### Directive
Filter the records below and copy out each line that contains the string "beach", treating uppercase and lowercase letters as distinct.

### Given data
========

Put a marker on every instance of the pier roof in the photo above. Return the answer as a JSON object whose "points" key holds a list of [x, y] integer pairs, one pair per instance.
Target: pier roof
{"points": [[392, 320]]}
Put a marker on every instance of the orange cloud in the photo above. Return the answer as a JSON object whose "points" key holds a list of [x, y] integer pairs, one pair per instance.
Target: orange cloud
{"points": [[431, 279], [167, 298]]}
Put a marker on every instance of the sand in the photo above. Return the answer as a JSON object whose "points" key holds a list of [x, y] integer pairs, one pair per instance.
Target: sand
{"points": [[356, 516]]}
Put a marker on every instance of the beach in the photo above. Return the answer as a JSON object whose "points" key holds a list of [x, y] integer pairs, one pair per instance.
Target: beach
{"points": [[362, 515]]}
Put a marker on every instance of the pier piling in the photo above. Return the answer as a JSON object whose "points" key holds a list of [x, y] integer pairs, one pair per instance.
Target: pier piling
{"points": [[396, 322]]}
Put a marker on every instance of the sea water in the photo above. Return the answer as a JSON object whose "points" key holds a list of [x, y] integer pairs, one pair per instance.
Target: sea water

========

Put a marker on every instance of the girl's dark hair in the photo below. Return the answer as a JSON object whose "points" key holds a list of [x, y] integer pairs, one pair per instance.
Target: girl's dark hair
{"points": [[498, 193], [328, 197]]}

========

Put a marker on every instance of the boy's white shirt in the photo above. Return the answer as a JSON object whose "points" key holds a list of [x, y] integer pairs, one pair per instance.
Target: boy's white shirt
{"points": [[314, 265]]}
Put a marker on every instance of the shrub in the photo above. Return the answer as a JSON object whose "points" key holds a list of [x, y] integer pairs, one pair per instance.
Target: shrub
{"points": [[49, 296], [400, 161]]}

========

### Written reply
Put a marker on every instance of the beach in the photo above. Return the answer as a JSON object whose "points" key holds a list of [x, y] integer pairs, one pair per instance.
Target: beach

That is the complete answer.